### TO DO
Please reproduce the lines below word for word, leaving out the pictures.

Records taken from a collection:
::::

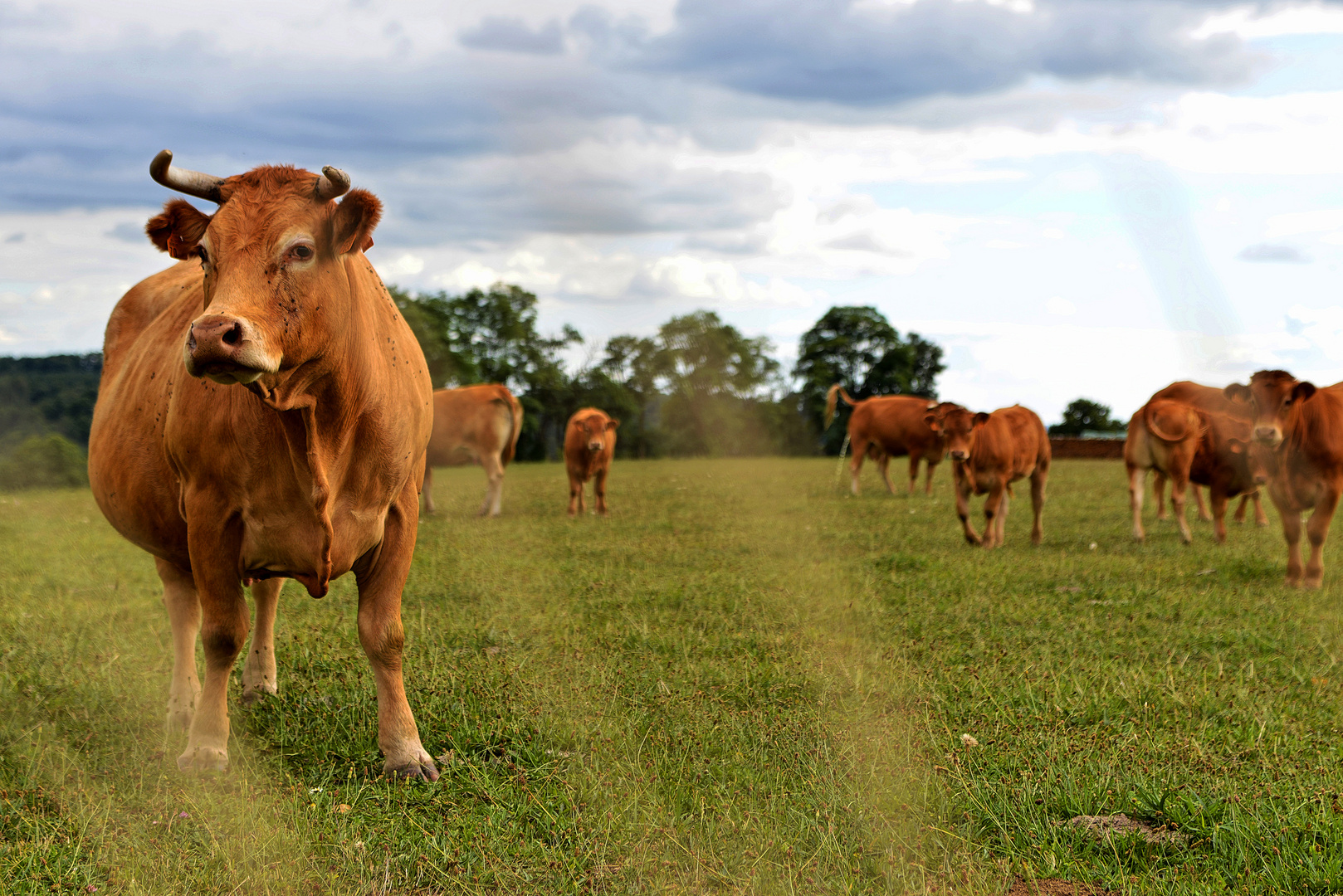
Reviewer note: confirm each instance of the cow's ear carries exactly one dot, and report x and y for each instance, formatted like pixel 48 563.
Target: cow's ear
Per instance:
pixel 178 229
pixel 354 222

::::

### RESULT FOR THIS EXERCISE
Reviewer note: confirm each instance of the cow's ear carries exactly one dot, and report x and y for each instance, formatted like pixel 48 563.
Target: cow's ear
Per instance:
pixel 178 229
pixel 354 222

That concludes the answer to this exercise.